Saved entries:
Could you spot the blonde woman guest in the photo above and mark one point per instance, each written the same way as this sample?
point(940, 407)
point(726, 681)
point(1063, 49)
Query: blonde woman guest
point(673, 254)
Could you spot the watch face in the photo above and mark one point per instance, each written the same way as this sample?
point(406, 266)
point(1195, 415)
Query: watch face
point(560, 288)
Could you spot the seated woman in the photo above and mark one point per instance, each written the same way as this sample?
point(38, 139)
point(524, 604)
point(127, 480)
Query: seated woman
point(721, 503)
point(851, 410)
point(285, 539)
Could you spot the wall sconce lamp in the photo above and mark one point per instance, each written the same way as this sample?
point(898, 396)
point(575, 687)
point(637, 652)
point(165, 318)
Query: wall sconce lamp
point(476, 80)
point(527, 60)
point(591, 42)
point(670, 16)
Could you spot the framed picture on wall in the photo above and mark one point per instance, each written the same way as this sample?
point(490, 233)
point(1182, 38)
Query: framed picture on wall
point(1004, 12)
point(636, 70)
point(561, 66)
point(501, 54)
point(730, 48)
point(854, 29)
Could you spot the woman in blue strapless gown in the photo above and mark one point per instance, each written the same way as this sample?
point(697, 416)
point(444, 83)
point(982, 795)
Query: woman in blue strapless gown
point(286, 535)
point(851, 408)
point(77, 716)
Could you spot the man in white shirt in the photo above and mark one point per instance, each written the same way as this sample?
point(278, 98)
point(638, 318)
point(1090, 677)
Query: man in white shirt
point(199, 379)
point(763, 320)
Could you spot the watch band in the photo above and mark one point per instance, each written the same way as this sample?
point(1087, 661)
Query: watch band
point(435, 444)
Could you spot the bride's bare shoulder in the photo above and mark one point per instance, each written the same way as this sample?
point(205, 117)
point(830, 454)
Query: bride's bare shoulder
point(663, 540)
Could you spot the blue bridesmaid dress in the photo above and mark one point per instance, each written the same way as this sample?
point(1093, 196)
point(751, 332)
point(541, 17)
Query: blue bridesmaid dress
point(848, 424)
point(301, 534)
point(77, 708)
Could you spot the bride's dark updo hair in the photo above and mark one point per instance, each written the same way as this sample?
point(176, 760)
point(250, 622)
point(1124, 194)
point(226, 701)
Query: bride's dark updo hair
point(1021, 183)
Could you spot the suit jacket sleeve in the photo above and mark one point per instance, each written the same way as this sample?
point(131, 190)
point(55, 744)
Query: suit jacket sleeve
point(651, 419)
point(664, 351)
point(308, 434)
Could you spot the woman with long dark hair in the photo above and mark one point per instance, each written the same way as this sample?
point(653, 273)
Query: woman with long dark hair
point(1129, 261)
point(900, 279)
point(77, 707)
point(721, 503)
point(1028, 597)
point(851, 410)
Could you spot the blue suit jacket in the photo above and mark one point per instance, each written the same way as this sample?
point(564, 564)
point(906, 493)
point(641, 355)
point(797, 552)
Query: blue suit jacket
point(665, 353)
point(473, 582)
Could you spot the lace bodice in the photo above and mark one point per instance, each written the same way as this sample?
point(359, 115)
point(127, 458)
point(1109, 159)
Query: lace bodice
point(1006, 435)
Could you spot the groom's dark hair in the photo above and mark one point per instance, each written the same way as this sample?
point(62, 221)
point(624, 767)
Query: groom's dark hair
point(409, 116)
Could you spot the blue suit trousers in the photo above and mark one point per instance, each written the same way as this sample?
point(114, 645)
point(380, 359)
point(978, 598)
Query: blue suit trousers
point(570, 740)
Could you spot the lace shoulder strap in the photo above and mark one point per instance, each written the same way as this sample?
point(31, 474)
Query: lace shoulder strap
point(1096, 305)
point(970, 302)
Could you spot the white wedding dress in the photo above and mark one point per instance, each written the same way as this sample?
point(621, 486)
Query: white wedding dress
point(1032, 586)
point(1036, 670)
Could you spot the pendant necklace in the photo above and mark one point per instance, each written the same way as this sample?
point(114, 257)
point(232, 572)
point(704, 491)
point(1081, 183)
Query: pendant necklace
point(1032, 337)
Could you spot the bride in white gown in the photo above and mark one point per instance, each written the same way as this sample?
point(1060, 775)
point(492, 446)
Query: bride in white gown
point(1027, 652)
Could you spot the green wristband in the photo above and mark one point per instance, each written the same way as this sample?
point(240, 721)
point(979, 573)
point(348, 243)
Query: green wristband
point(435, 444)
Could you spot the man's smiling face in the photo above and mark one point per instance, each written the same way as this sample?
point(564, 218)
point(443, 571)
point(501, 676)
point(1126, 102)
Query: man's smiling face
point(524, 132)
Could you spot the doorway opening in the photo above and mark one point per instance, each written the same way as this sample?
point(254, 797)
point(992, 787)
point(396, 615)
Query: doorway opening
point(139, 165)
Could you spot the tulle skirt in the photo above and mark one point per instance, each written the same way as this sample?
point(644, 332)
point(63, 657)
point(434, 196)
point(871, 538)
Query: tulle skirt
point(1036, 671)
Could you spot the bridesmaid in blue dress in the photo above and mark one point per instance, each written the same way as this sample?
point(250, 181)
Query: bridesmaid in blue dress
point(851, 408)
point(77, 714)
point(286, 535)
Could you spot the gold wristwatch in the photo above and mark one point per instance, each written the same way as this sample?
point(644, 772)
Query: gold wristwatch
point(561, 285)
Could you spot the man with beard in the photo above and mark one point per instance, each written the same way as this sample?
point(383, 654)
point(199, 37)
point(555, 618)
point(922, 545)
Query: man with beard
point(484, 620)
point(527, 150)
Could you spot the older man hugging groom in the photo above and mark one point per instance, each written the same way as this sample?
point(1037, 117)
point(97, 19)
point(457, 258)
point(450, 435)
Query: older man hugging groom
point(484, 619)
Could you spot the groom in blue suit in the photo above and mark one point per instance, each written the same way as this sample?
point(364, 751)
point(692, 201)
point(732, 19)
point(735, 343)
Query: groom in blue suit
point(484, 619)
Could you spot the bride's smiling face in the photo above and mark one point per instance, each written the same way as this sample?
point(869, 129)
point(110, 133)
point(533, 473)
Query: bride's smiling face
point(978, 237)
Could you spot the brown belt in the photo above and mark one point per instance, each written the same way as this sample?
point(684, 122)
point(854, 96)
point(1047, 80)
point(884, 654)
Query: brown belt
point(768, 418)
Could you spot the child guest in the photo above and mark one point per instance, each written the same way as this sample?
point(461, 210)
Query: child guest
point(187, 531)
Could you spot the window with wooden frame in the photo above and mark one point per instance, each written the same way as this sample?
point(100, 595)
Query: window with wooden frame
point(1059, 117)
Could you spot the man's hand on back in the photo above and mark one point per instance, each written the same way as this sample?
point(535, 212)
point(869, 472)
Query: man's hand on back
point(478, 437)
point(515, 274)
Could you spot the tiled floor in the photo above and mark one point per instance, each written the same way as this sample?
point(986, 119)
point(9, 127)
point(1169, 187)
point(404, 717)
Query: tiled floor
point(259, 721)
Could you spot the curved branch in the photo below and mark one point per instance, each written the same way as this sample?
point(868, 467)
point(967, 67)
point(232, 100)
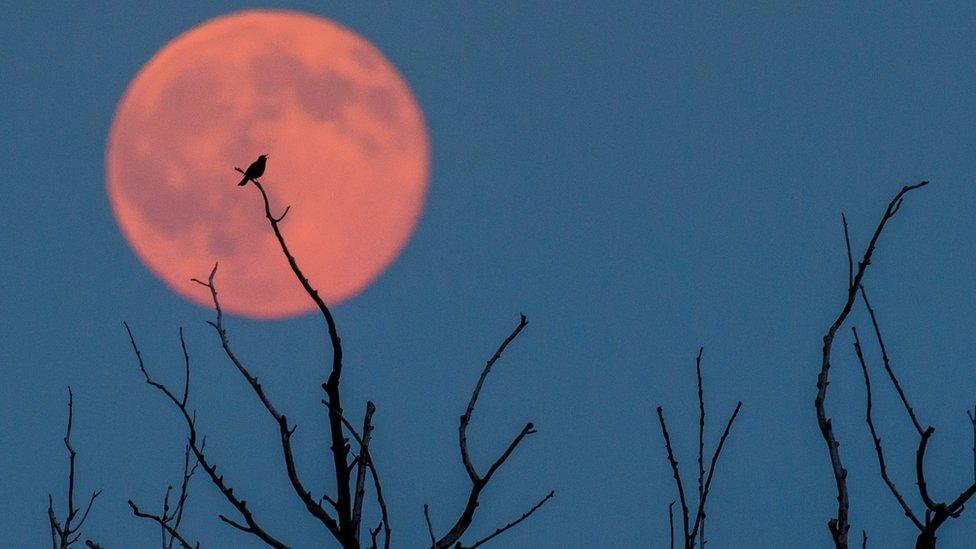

REQUIRED ACTION: In the data above, which lines lie between the line with "Query: man's hand on back" and the line with "Could you spot the curved", inclusive? Print those lines exactly and nothing else.

REPLY TO THE EXERCISE:
Query: man's hand on back
point(478, 437)
point(515, 274)
Could you spot the tiled floor in the photo above and mark one point per instance, each written the same way as this sample?
point(986, 119)
point(9, 127)
point(1169, 187)
point(404, 717)
Query: tiled floor
point(259, 721)
Could you spot the curved branch in the photo below and mark one point per instance, each written the same way as this sample?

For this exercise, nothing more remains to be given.